*** Цитируемый текст
Это случилось давным-давно, в моём странно-далёком детстве. Я зашёл однажды к школьному товарищу и увидел на стенах убранные в рамки рисунки. Я спросил товарища, не работы ли это его отца, известного книжного графика, падкого на всё западное, благо средства позволяли. "Нет, - ответил он, - это репродукции одного англичанина, жившего лет сто назад и умершего совсем молодым, Обри Бердслея", и пересказал легенду, что такие вещи (он указал на "Поцелуй Иуды" и "О неофите...") Бердслей рисовал за вечер тушью на простой бумаге. Меня поразила и эта история, и изысканность самих рисунков. И, как это нередко случается в юности, решил, что сам я ничем не хуже Бердслея. Придя домой, я разложил на столе подходящий лист ватмана, взял в руку перо на деревянной ручке, какие тогда можно было встретить в почтовых отделениях, и сел рисовать свой шедевр. Спустя три часа я поднялся из-за стола раздавленный осознанием собственной бездарности. Всю ночь я не сомкнул глаз, под утро убедив себя, что вечером ко мне просто не пришло вдохновение и надо попытаться ещё...
С того времени произошло моё превращение в рисовальщика. Изо дня в день я вёл заочное соревнование с давно умершим англичанином в надежде если не превзойти его в технике, то хотя бы сравняться. Часами я просиживал над альбомом его работ, изучал изгиб каждой линии, запоминал местоположение каждой точки, мысленно разбивал и воссоздавал композицию, но тайну гениальности так и не разгадал. Многие рисунки я вручную скопировал. Причём некоторые работы физически невозможно было выполнить ни за вечер, ни даже за сутки - настолько сложна оказалась вязь рисунка. Из воспоминаний современников о Бердслее (или о Бёрдсли, как принято произносить сейчас) выходило, что тот никогда не рисовал на больших листах (репродукции в доме моего приятеля были зачем-то преувеличены), мало того - никогда не рисовал сразу тушью, а прежде при помощи карандаша и ластика хорошенько терзал лист, доводя его порой до состояния истёртого, шершавого клочка. Переняв эту технику я пошёл дальше: собственные, почти готовые работы уже после наложения туши я подправлял при помощи лезвия, удаляя вместе с тушью тончайшие слои бумаги. Неудовлетворённый, я копировал их, делал по нескольку вариантов каждой, чтобы затем отобрать одну-единственную, к которой, не испортив, нельзя было бы ни добавить, ни убавить даже точки.
******
*** Данные набора
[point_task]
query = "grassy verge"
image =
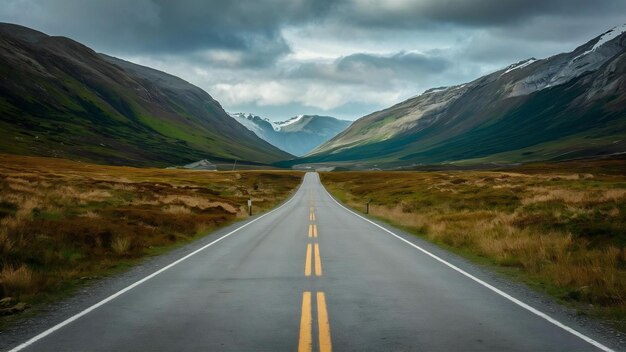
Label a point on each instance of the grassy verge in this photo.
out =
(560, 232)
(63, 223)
******
*** Данные набора
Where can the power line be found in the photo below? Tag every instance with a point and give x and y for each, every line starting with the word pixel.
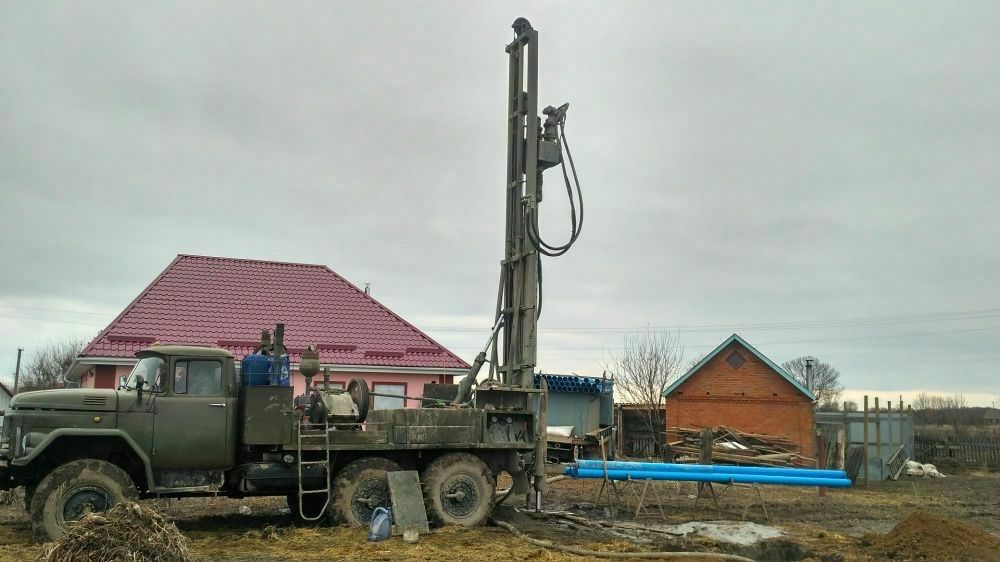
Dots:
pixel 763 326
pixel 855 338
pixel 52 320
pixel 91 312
******
*** Данные набора
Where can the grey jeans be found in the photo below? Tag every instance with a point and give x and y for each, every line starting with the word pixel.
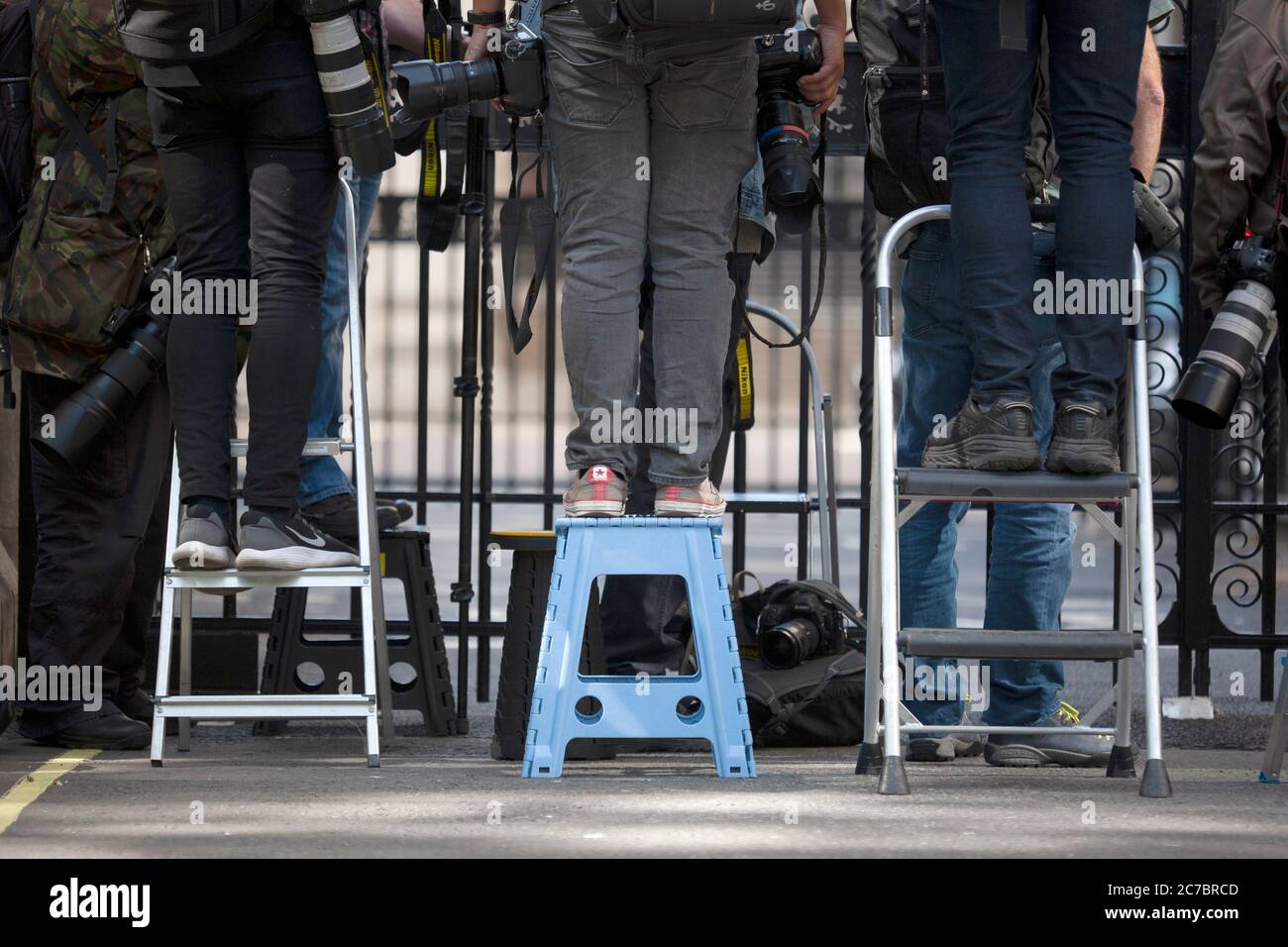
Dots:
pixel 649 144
******
◆ Ваши задания ◆
A. Каким инструментом рассказчик во фрагменте о Бердслее рисовал свой первый шедевр?
B. Объясните, пожалуйста, по фрагменту о Бердслее, почему некоторые его работы физически невозможно было выполнить ни за вечер, ни даже за сутки.

◆ Ответы к заданиям ◆
A. Пером на деревянной ручке, какие тогда можно было встретить в почтовых отделениях.

B. Вязь этих рисунков оказалась слишком сложной, поэтому их нельзя было выполнить за вечер или даже за сутки.